▶ Problem description
Return each line of the entries that mentions the word "deadbolt".

▶ Raw data
-------
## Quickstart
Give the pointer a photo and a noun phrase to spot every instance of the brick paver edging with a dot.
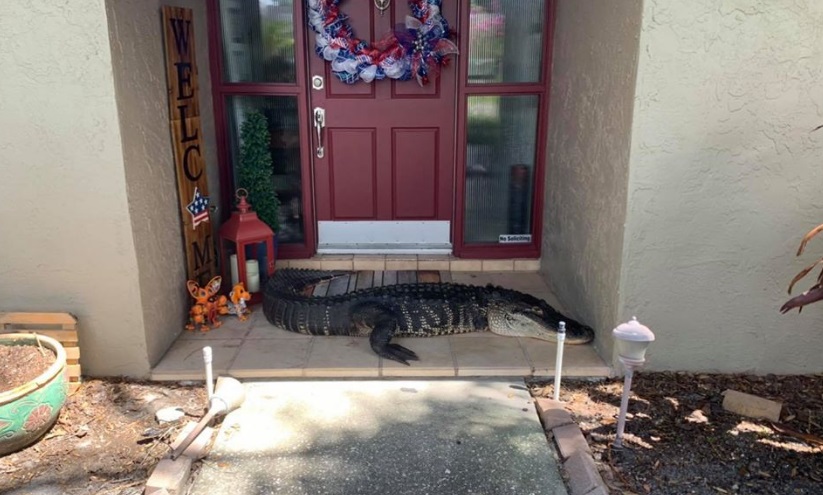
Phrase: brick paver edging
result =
(578, 464)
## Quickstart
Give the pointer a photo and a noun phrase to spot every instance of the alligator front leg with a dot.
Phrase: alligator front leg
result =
(380, 340)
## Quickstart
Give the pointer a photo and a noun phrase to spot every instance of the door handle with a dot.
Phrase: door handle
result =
(319, 124)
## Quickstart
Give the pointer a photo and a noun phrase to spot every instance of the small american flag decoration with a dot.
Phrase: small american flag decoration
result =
(199, 208)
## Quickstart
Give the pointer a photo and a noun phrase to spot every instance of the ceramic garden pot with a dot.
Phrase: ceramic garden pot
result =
(28, 411)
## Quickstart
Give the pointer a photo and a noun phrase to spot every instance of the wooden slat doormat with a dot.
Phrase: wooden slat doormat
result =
(59, 326)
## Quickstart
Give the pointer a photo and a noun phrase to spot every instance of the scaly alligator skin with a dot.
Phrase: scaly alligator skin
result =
(411, 310)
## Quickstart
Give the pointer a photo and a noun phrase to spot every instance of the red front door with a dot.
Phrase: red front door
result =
(388, 146)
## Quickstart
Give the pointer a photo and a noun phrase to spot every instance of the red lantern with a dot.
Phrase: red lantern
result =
(240, 237)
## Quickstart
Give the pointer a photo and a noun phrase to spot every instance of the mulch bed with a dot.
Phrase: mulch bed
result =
(106, 440)
(20, 364)
(680, 439)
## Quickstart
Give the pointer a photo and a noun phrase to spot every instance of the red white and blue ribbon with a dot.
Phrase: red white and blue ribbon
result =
(417, 49)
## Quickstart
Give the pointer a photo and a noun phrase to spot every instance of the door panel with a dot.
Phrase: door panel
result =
(353, 168)
(404, 170)
(416, 166)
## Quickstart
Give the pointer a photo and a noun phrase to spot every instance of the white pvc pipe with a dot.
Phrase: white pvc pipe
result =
(207, 359)
(624, 405)
(558, 362)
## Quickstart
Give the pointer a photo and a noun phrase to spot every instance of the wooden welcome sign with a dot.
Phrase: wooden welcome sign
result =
(184, 116)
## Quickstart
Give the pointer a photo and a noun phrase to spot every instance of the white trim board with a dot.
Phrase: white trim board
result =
(378, 237)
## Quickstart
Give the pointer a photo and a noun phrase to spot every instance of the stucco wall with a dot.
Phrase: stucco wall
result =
(593, 78)
(140, 80)
(724, 180)
(66, 242)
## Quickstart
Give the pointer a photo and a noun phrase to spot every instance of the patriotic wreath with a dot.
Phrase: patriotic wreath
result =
(417, 49)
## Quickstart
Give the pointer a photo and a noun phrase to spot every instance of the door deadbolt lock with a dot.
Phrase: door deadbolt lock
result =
(319, 115)
(317, 82)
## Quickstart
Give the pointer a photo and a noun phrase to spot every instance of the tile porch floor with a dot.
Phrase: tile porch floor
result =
(256, 349)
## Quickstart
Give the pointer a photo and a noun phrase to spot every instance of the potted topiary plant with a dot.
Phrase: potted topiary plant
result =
(33, 388)
(255, 173)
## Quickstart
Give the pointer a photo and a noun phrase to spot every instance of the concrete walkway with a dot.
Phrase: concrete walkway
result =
(382, 437)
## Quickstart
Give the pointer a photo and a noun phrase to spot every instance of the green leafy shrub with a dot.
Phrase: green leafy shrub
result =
(255, 171)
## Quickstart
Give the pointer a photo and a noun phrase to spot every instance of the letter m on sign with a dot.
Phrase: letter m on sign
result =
(184, 115)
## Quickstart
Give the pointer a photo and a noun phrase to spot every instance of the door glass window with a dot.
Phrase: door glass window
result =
(258, 41)
(500, 161)
(281, 114)
(505, 41)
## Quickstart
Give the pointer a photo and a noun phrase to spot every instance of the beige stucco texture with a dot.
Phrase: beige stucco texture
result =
(140, 85)
(66, 240)
(693, 228)
(592, 96)
(724, 179)
(89, 221)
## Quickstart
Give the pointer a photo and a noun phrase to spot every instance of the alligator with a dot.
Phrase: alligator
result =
(410, 310)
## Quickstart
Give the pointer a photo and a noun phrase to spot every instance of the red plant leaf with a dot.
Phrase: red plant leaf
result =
(803, 273)
(808, 237)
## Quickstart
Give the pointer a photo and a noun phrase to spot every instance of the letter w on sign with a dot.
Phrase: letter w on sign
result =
(184, 116)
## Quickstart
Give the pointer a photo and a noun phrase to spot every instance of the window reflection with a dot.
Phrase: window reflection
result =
(258, 40)
(281, 114)
(505, 41)
(500, 163)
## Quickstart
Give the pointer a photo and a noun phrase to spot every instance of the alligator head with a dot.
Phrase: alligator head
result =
(514, 314)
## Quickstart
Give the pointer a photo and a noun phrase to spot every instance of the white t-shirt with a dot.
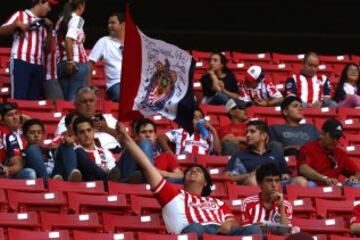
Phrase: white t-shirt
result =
(108, 49)
(107, 141)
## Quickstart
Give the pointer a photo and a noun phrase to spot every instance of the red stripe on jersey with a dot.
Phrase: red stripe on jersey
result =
(311, 97)
(21, 38)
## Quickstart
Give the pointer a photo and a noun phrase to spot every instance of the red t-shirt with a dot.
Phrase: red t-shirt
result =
(334, 166)
(166, 162)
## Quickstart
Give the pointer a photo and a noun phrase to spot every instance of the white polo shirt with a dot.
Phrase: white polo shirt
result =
(108, 49)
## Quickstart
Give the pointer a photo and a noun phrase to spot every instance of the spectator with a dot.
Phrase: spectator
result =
(85, 105)
(219, 83)
(91, 162)
(26, 70)
(14, 166)
(73, 66)
(289, 137)
(110, 50)
(355, 221)
(269, 206)
(165, 163)
(347, 90)
(323, 161)
(258, 90)
(192, 144)
(312, 88)
(177, 203)
(242, 165)
(233, 135)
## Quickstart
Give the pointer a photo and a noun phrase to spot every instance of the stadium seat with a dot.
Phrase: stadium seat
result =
(29, 220)
(18, 234)
(51, 221)
(80, 203)
(96, 187)
(239, 191)
(144, 205)
(114, 222)
(125, 188)
(296, 192)
(147, 236)
(33, 185)
(327, 226)
(331, 208)
(80, 235)
(220, 237)
(24, 201)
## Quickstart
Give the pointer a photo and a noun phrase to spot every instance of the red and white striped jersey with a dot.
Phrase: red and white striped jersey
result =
(308, 89)
(264, 90)
(181, 208)
(194, 144)
(76, 32)
(102, 157)
(255, 212)
(27, 46)
(51, 59)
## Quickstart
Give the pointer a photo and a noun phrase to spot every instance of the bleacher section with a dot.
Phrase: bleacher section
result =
(86, 210)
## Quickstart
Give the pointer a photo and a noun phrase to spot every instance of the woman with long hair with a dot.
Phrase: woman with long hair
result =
(190, 209)
(219, 83)
(347, 90)
(73, 66)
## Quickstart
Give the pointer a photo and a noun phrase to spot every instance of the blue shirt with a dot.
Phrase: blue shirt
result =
(252, 160)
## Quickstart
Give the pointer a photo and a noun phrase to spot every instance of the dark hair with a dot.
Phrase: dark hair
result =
(339, 92)
(309, 54)
(265, 170)
(80, 120)
(69, 7)
(206, 191)
(120, 16)
(142, 122)
(223, 61)
(259, 125)
(69, 117)
(31, 122)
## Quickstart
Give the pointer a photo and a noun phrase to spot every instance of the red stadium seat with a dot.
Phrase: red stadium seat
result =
(296, 192)
(330, 208)
(81, 203)
(147, 236)
(143, 205)
(238, 191)
(18, 234)
(20, 220)
(80, 235)
(220, 237)
(23, 201)
(96, 187)
(334, 225)
(114, 222)
(89, 221)
(33, 185)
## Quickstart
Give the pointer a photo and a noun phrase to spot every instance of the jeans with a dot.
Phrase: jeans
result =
(69, 84)
(34, 160)
(114, 92)
(128, 165)
(25, 173)
(26, 80)
(213, 229)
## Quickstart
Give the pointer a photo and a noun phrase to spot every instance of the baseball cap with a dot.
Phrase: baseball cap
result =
(234, 103)
(255, 74)
(288, 100)
(333, 127)
(6, 107)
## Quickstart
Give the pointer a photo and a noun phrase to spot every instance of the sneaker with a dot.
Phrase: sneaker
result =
(58, 177)
(75, 176)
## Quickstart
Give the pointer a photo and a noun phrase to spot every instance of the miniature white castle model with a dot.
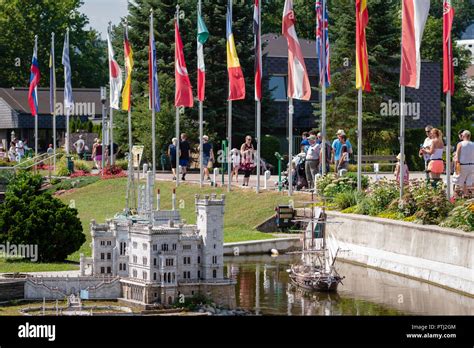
-------
▶ Exercise answer
Give the pointer a photo and a noun phrase to spot every instance of the door deadbolt lock with a dot.
Phrase: door deadbolt lock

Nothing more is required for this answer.